Pull out each line from the rows below that contains the word "camouflage", treating uppercase and lowercase as different.

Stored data
────────────────────────────────────────
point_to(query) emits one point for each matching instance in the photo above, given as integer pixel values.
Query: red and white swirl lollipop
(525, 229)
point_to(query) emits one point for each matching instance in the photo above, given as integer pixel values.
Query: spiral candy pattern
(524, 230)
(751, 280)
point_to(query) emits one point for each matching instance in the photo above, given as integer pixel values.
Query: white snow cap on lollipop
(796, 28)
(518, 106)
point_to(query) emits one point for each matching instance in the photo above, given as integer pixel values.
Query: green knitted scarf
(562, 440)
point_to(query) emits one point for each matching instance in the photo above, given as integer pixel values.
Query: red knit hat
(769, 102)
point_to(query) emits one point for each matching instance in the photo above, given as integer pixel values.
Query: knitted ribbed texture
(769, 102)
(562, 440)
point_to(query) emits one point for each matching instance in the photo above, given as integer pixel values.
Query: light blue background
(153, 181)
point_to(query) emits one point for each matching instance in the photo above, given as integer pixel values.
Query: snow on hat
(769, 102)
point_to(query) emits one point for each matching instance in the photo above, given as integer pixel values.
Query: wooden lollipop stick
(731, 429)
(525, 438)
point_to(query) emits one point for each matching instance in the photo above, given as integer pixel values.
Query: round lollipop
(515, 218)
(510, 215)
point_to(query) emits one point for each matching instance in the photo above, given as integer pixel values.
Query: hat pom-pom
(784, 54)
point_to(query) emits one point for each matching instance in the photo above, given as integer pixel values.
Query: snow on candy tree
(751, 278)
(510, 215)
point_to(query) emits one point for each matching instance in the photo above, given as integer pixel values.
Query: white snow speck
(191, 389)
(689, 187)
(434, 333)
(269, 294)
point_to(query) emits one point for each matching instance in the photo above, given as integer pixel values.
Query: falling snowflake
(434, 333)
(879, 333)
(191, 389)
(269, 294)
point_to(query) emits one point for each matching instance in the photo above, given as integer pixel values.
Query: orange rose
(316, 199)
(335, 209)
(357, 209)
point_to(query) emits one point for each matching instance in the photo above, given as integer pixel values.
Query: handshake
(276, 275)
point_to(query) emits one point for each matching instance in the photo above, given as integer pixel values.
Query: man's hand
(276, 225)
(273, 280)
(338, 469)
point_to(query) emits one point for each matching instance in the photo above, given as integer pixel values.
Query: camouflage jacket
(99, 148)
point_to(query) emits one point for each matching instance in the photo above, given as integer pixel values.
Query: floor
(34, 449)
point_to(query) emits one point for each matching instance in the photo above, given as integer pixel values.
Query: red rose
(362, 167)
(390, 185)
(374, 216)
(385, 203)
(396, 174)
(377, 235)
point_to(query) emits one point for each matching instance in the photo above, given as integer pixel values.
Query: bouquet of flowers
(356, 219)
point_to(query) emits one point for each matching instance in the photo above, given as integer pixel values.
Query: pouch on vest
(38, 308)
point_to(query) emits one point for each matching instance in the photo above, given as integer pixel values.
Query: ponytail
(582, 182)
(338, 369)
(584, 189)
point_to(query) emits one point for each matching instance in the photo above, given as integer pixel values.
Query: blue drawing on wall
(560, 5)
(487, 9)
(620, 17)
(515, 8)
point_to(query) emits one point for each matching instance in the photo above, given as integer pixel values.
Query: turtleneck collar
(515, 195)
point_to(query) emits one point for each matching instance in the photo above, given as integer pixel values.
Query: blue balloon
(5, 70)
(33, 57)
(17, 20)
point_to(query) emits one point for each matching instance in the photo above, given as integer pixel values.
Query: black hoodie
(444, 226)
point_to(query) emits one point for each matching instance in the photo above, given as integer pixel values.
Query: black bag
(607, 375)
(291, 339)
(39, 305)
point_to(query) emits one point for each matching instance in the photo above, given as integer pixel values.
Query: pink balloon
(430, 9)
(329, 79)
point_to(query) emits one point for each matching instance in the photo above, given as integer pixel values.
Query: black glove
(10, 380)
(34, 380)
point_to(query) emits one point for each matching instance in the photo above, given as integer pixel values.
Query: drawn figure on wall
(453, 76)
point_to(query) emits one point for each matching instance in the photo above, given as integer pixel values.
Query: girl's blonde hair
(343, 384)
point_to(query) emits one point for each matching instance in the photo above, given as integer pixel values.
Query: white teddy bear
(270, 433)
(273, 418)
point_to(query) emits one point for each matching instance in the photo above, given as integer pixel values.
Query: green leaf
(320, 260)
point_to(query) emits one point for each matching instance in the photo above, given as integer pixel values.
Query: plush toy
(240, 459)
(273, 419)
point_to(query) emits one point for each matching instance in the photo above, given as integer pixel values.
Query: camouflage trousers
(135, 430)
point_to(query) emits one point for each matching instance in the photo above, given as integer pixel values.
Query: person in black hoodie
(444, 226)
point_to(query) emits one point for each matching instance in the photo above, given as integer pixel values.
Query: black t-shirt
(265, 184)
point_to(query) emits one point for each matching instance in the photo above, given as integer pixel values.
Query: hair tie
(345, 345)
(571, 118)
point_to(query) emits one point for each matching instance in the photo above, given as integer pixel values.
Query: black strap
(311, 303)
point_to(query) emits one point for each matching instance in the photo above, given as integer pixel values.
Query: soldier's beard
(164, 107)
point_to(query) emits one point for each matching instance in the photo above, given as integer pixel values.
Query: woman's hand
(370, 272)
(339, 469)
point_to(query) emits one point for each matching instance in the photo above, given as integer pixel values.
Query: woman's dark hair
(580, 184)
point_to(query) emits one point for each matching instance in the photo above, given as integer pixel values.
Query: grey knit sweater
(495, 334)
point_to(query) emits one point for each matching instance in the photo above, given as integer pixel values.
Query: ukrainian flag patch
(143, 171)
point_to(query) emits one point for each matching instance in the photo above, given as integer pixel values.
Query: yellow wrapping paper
────────────────────────────────────────
_Result_
Query: camouflage jacket
Query: camouflage trousers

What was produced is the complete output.